**WHAT IS NEEDED:** Could you carry on the press release about Continental's powertrain technologies, picking up right after its final sentence?
(Beginning of TEXT SECTION)
- In the world of powertrain systems, variety is the watchword: Continental supports unlimited clean mobility for every car driver and every individual user profile
- World’s first ring catalyst turbocharger further boosts engine efficiency in hybrids
- In harness with EMICAT electrical heating technology the ring catalyst turbocharger realizes emission robustness while simultaneously reducing the carbon footprint
- Innovations range from clean combustion engines via new 48-volt high-power electrification with 30 kW peak output all the way to fuel cells
Regensburg, Vienna May 15, 2019. At the 40th Vienna Motor Symposium (May 15-17), Continental will be presenting examples of how to further improve different types of powertrain. In the real world of powertrain systems for passenger cars, variety is the watchword. For example, the requirements of drivers in rural areas are notably different from those of city-dwellers. The fact is that, where alternative drive systems are concerned, everything depends of the intended application. And here it is market forces that are decisive and not political decision-makers alone.
Super-clean diesel and gasoline engine combined with electric drive already help the climate today. Along with the drop in emissions that the electric motor brings, intelligent innovations also further enhance the efficiency of the combustion engine. In addition, at the Vienna Motor Symposium, Continental Powertrain is unveiling the ring catalyst turbocharger. This highly integrated combination of turbocharger and catalyst is a new arrival on the scene which offers additional benefits compared to separately installing the individual components. However, the ring catalyst turbocharger is only one element in a Continental technology portfolio that includes solutions for all powertrain configurations: software, hardware, control units, exhaust gas aftertreatment, use of synthetic fuels, and electrification.
(End of TEXT SECTION)
(Beginning of ENTRIES SHOWN)
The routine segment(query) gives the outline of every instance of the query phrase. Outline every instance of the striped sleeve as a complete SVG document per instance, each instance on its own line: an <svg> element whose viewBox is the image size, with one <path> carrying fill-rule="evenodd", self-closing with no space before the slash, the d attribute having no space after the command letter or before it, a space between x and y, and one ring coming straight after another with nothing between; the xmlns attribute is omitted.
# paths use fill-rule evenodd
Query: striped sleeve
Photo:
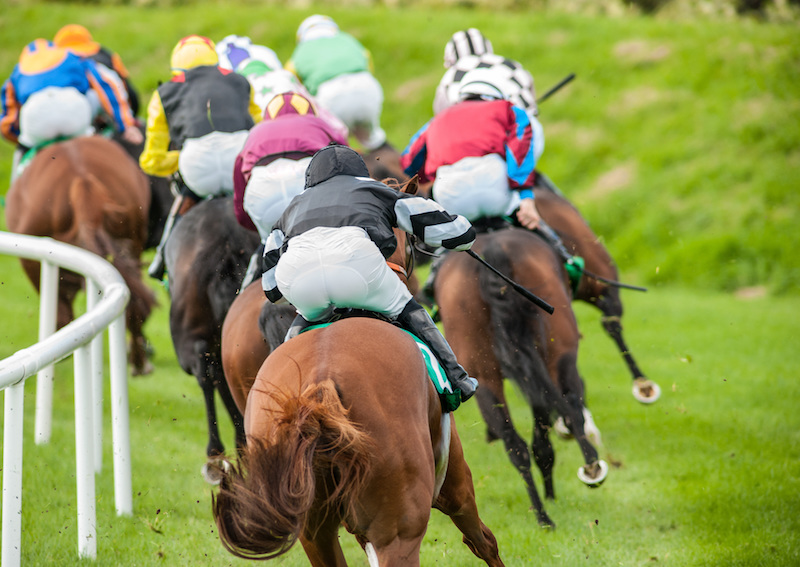
<svg viewBox="0 0 800 567"><path fill-rule="evenodd" d="M281 248L286 239L283 231L279 228L274 229L267 237L267 242L264 244L264 259L263 269L264 273L261 276L261 287L264 289L264 294L267 299L272 303L279 301L283 294L278 290L278 281L275 279L275 268L278 266L278 260L281 257Z"/></svg>
<svg viewBox="0 0 800 567"><path fill-rule="evenodd" d="M461 215L451 215L430 199L402 195L394 206L397 226L429 246L468 250L475 242L475 229Z"/></svg>

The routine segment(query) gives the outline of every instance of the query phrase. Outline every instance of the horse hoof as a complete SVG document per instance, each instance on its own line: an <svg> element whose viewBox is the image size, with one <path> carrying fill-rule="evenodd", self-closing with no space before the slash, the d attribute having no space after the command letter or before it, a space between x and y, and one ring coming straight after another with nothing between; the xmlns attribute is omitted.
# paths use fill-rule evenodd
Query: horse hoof
<svg viewBox="0 0 800 567"><path fill-rule="evenodd" d="M214 459L209 459L203 466L200 468L200 473L203 475L203 479L212 486L217 486L220 482L222 482L222 477L231 469L231 464L228 462L227 459L222 457L217 457Z"/></svg>
<svg viewBox="0 0 800 567"><path fill-rule="evenodd" d="M553 431L555 431L556 435L561 439L572 439L572 432L569 430L569 427L567 427L567 424L564 423L564 418L561 416L558 416L558 419L553 423Z"/></svg>
<svg viewBox="0 0 800 567"><path fill-rule="evenodd" d="M590 488L597 488L605 482L608 476L608 463L599 459L590 465L578 469L578 478Z"/></svg>
<svg viewBox="0 0 800 567"><path fill-rule="evenodd" d="M643 404L652 404L661 397L661 388L652 380L636 378L633 381L633 397Z"/></svg>

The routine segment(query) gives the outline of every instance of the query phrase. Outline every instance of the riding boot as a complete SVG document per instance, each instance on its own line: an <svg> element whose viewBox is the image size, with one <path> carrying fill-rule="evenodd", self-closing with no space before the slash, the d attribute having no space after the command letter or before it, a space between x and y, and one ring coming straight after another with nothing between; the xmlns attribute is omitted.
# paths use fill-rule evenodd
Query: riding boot
<svg viewBox="0 0 800 567"><path fill-rule="evenodd" d="M425 284L422 286L420 299L424 305L427 305L430 308L434 308L436 305L436 297L433 286L436 283L436 275L439 273L439 268L442 267L444 259L447 257L447 252L448 250L446 248L439 248L436 251L436 256L431 262L430 272L428 272L428 279L425 280Z"/></svg>
<svg viewBox="0 0 800 567"><path fill-rule="evenodd" d="M470 399L478 389L478 381L470 377L458 363L455 353L425 308L412 298L397 316L397 322L404 329L419 337L433 351L450 383L453 387L461 390L461 401L466 402Z"/></svg>
<svg viewBox="0 0 800 567"><path fill-rule="evenodd" d="M306 329L313 324L314 323L312 323L311 321L300 315L300 313L298 313L297 316L294 318L294 321L292 321L292 325L289 327L289 330L286 331L286 336L283 338L283 342L295 338L303 331L303 329Z"/></svg>
<svg viewBox="0 0 800 567"><path fill-rule="evenodd" d="M250 256L250 263L247 264L247 271L244 274L244 279L242 280L242 287L241 289L246 288L251 283L256 281L257 278L261 277L262 269L261 269L261 256L264 254L264 243L258 245L256 251L253 252L253 255Z"/></svg>
<svg viewBox="0 0 800 567"><path fill-rule="evenodd" d="M550 225L544 222L543 219L539 220L539 226L536 228L536 233L544 238L558 253L564 261L564 267L567 270L569 281L572 286L572 291L578 289L578 283L583 277L584 260L580 256L570 254L561 237L552 229Z"/></svg>

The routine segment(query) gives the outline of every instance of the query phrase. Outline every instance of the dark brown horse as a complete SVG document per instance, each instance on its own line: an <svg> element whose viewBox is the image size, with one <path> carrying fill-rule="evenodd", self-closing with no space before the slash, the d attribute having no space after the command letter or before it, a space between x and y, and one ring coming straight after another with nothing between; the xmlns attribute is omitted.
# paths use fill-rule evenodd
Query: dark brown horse
<svg viewBox="0 0 800 567"><path fill-rule="evenodd" d="M144 322L155 296L141 277L150 191L147 178L123 148L102 136L74 138L39 151L9 189L6 224L19 234L49 236L107 258L131 292L127 307L133 374L147 374ZM39 263L22 260L39 289ZM57 325L74 318L73 302L83 278L61 270Z"/></svg>
<svg viewBox="0 0 800 567"><path fill-rule="evenodd" d="M312 565L345 565L343 525L370 565L419 565L433 506L476 556L503 564L455 420L397 327L343 319L278 347L250 391L245 430L213 501L234 555L269 559L299 539Z"/></svg>
<svg viewBox="0 0 800 567"><path fill-rule="evenodd" d="M527 443L511 421L503 380L514 380L532 409L531 446L545 495L555 497L555 453L548 435L555 415L564 417L583 453L586 464L578 476L590 486L602 483L608 467L598 459L584 428L584 386L577 367L580 334L564 268L544 240L522 229L481 234L473 250L555 308L548 315L466 254L449 254L436 278L445 336L459 362L480 383L476 399L489 440L503 440L539 523L552 525L533 482Z"/></svg>
<svg viewBox="0 0 800 567"><path fill-rule="evenodd" d="M575 299L594 305L603 313L603 328L619 348L633 377L634 397L642 403L655 402L660 388L639 369L622 336L620 288L593 277L618 281L614 260L572 203L546 188L537 187L534 193L536 207L545 222L563 239L567 250L586 261L586 273L575 291Z"/></svg>
<svg viewBox="0 0 800 567"><path fill-rule="evenodd" d="M231 397L222 371L222 322L244 278L258 235L236 222L233 199L201 201L175 224L167 240L165 264L169 277L169 325L181 368L197 378L203 391L208 421L208 461L221 458L225 447L219 436L215 392L225 404L236 430L236 444L244 444L242 416ZM217 467L203 466L203 475L216 483Z"/></svg>

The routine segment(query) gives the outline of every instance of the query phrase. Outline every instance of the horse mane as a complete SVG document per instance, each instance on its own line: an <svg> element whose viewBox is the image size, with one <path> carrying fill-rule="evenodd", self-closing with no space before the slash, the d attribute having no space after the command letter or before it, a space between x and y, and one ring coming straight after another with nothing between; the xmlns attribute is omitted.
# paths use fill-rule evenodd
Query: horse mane
<svg viewBox="0 0 800 567"><path fill-rule="evenodd" d="M279 408L272 438L249 438L239 463L212 496L223 545L244 559L288 552L300 537L318 488L326 489L329 510L356 502L375 451L371 438L348 419L333 382L310 384L299 396L283 391L267 395ZM342 512L353 517L355 510Z"/></svg>

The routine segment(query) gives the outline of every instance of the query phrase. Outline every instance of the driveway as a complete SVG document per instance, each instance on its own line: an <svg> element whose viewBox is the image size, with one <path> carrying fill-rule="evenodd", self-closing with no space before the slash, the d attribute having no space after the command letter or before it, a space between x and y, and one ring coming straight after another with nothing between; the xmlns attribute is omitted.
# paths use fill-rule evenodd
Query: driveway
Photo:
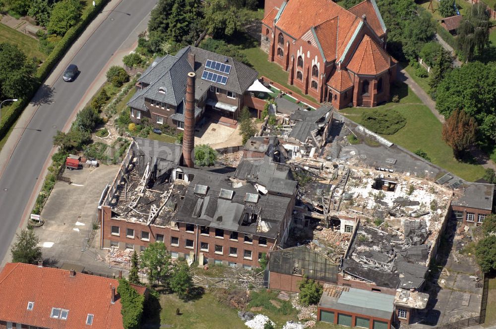
<svg viewBox="0 0 496 329"><path fill-rule="evenodd" d="M120 51L124 52L123 55L132 49L156 2L112 0L47 79L50 84L37 93L35 104L18 120L0 153L0 259L4 262L9 259L9 255L4 256L16 230L28 217L47 172L53 136L58 130L68 130L75 113L104 78L109 60ZM64 67L61 66L69 61L81 73L73 82L66 83L61 77Z"/></svg>
<svg viewBox="0 0 496 329"><path fill-rule="evenodd" d="M41 213L45 222L34 229L43 258L49 259L52 265L60 267L69 263L93 272L107 272L108 267L95 259L97 254L104 258L106 252L99 248L100 229L93 230L93 224L98 219L102 192L112 182L120 166L66 170L64 175L72 183L56 184Z"/></svg>

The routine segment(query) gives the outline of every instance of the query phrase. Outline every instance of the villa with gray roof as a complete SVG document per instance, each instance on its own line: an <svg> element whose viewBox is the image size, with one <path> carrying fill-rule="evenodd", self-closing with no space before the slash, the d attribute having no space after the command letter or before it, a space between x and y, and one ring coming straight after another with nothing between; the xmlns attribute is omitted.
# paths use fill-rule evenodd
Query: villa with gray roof
<svg viewBox="0 0 496 329"><path fill-rule="evenodd" d="M235 125L258 73L232 57L189 46L156 58L139 77L137 92L127 103L131 121L139 124L147 118L156 128L183 130L188 72L196 76L195 122L209 115Z"/></svg>

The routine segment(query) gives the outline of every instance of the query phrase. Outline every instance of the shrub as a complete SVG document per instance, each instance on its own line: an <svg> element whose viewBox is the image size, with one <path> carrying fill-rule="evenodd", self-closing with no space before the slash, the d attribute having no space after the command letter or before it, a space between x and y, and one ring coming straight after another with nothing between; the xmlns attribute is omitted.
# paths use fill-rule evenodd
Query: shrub
<svg viewBox="0 0 496 329"><path fill-rule="evenodd" d="M139 54L133 53L126 55L123 58L123 62L128 67L134 67L141 64L143 59Z"/></svg>
<svg viewBox="0 0 496 329"><path fill-rule="evenodd" d="M123 67L115 65L107 71L107 81L114 87L121 87L129 81L129 75Z"/></svg>
<svg viewBox="0 0 496 329"><path fill-rule="evenodd" d="M429 73L424 66L420 66L415 70L415 75L419 78L427 78L429 76Z"/></svg>
<svg viewBox="0 0 496 329"><path fill-rule="evenodd" d="M194 164L199 166L210 166L215 164L219 154L207 144L194 148Z"/></svg>
<svg viewBox="0 0 496 329"><path fill-rule="evenodd" d="M392 135L405 126L406 119L394 110L373 110L362 115L362 124L367 129L382 135Z"/></svg>
<svg viewBox="0 0 496 329"><path fill-rule="evenodd" d="M423 158L424 159L427 160L429 162L431 162L431 158L429 158L429 156L428 155L427 155L427 153L426 151L422 150L422 149L419 149L418 150L416 151L414 153L416 155L419 156L421 158Z"/></svg>
<svg viewBox="0 0 496 329"><path fill-rule="evenodd" d="M300 303L304 306L318 303L323 288L318 282L304 276L300 282Z"/></svg>

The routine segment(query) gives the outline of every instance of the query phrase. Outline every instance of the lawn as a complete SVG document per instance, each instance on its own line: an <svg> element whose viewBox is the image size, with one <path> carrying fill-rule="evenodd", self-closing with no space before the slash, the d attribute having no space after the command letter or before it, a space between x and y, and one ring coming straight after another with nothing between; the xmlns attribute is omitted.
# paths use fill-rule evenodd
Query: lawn
<svg viewBox="0 0 496 329"><path fill-rule="evenodd" d="M482 166L460 162L453 158L451 148L442 141L442 124L409 88L402 83L399 88L392 88L391 94L396 94L400 95L399 103L388 103L374 109L394 109L406 118L406 125L393 135L383 137L412 152L421 149L427 153L433 164L464 179L475 181L482 177L484 169ZM362 113L370 110L372 110L354 108L340 112L360 123Z"/></svg>
<svg viewBox="0 0 496 329"><path fill-rule="evenodd" d="M231 329L247 328L243 321L238 316L238 310L227 307L219 303L209 293L206 293L197 299L184 302L175 294L160 296L160 324L162 328L189 329ZM176 315L176 309L179 309L181 315ZM262 313L268 316L276 323L276 328L280 328L287 322L298 322L297 311L291 314L284 315L278 312L262 310L254 313ZM171 327L166 327L166 326ZM345 329L345 327L326 323L317 323L314 327L317 329Z"/></svg>
<svg viewBox="0 0 496 329"><path fill-rule="evenodd" d="M47 55L39 51L37 39L2 24L0 24L0 42L16 45L29 58L36 57L42 60L47 58Z"/></svg>
<svg viewBox="0 0 496 329"><path fill-rule="evenodd" d="M275 63L268 61L268 55L260 49L258 41L249 36L246 38L248 38L248 39L245 40L243 42L245 49L243 52L246 55L249 63L258 72L260 75L266 76L272 81L282 85L288 89L314 103L318 103L313 97L302 93L300 89L294 86L288 84L289 76L288 72Z"/></svg>

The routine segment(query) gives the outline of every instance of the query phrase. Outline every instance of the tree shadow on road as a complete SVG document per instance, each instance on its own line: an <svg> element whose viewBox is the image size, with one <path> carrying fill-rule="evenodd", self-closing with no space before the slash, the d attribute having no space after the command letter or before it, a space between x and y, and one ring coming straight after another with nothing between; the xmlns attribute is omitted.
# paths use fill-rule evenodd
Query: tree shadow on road
<svg viewBox="0 0 496 329"><path fill-rule="evenodd" d="M30 104L40 106L43 104L52 103L54 101L53 97L55 94L55 88L44 84L36 92L36 94L31 100Z"/></svg>

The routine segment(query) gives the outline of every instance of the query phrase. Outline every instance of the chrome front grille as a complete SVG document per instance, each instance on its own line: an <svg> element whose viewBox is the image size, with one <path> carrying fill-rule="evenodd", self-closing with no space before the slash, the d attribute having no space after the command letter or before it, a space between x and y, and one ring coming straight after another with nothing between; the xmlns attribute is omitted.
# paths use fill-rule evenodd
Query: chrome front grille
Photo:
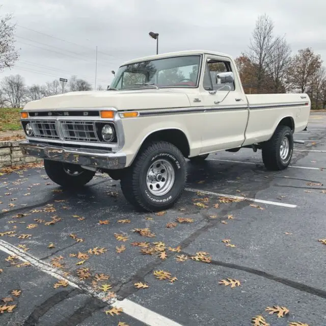
<svg viewBox="0 0 326 326"><path fill-rule="evenodd" d="M51 139L60 139L56 128L56 121L36 120L31 121L31 123L35 137Z"/></svg>
<svg viewBox="0 0 326 326"><path fill-rule="evenodd" d="M92 121L60 122L60 128L65 141L97 142L95 123Z"/></svg>

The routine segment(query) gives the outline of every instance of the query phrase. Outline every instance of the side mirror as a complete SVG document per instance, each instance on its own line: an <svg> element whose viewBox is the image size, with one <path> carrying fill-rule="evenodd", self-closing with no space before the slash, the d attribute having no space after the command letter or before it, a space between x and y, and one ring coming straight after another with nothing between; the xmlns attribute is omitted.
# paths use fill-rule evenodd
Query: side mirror
<svg viewBox="0 0 326 326"><path fill-rule="evenodd" d="M216 75L216 83L218 85L229 84L233 82L234 82L234 75L232 71L221 72Z"/></svg>

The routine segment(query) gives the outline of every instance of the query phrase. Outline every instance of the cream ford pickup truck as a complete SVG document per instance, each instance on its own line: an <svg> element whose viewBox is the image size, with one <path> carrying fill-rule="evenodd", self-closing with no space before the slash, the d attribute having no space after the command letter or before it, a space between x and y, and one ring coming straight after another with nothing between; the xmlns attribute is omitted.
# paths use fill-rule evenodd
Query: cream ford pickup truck
<svg viewBox="0 0 326 326"><path fill-rule="evenodd" d="M185 158L261 149L271 170L291 160L293 134L305 129L306 94L246 95L227 55L193 50L123 64L104 91L71 92L28 103L23 153L44 159L49 177L80 187L96 171L120 180L143 210L171 207L187 176Z"/></svg>

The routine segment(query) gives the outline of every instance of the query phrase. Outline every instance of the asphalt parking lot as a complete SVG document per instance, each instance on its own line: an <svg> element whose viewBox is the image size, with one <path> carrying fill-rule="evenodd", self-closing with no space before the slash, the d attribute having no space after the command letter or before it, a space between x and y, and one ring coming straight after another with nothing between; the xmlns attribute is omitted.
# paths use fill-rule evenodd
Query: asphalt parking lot
<svg viewBox="0 0 326 326"><path fill-rule="evenodd" d="M0 324L326 325L326 115L294 139L282 172L246 149L188 163L161 213L105 175L76 192L42 167L0 176Z"/></svg>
(End of ENTRIES SHOWN)
**EXERCISE RESULT:**
“Drivers choose the mobility they need to match how and where they live. We are currently in the midst of a transformation in the drive systems sector and in the interests of unlimited clean mobility we support all the different drive systems,” said Andreas Wolf, head of Continental Powertrain. “It’s our job to cover all levels and to pull out all the stops to make mobility cleaner. This is why we’re pushing ahead with technologies for the whole powertrain mix.”
The ring catalyst turbocharger presented for the first time in Vienna is a further development of the RAAX® turbocharger and Continental’s ring catalyst technology. After passing through the turbine, the exhaust gas flows into a conical mixing pipe enabling an almost ideal pressure recovery. At the end of this pipe, the exhaust mass flow is redirected and passed through the ring-shaped 3-way catalyst which surrounds the mixing pipe.
In conventional turbochargers, the exhaust gases quickly expand as they leave the turbine, which causes fluid dynamic losses and impacts efficiency. This is solved by the ring catalyst turbocharger, where the conical mixing pipe permits controlled expansion, leading to reduced back pressure. In addition, the exhaust gas from the wastegate is fed through an annular gap around the mixing pipe, facilitating low-loss mixing with the exhaust gas flow leaving the turbine impeller. As a result, the exhaust gas temperature distribution is homogeneous when it reaches the catalyst. This has a positive impact on both the efficiency and the service life of the catalyst. It also means that λ=1 operation can be extended. Consequently, this ring catalyst turbocharger is notably economical in operation. “If we combine it in hybrid vehicles with EMICAT® electrical heating technology, then we’re rolling together fuel saving and minimized emissions even during cold starts and after prolonged engine-off phases,” said Rolf Brück, head of Catalysts and Filters at the Powertrain Components business unit.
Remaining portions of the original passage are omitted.